* Task item
Output what the records say, word for word, with no images.

* Data extracts
=-=-=-=-=

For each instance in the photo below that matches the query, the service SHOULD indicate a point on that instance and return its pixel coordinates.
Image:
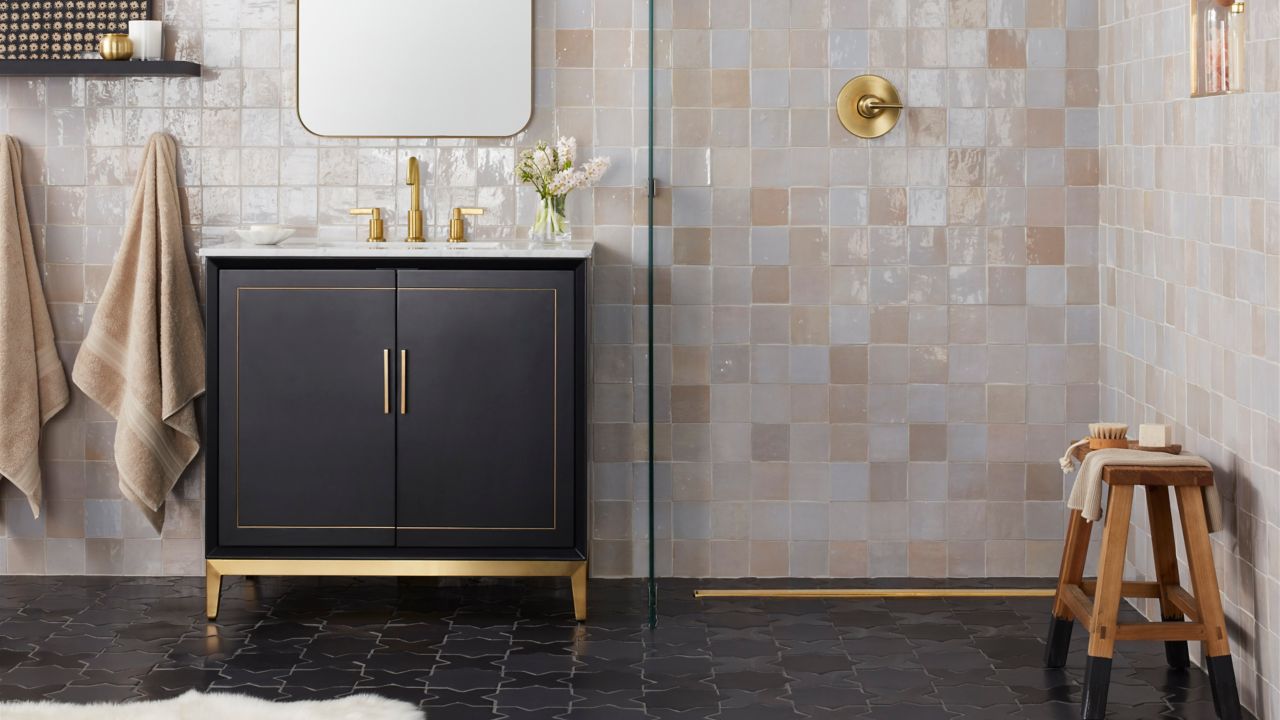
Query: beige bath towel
(1087, 491)
(144, 359)
(32, 382)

=-=-=-=-=

* Exercise solution
For each instance in the photo below that matches the query, the service SHOULD indicate a point on that instance and return its pixel coordinates.
Image:
Query: beige bath towel
(1087, 491)
(144, 359)
(32, 382)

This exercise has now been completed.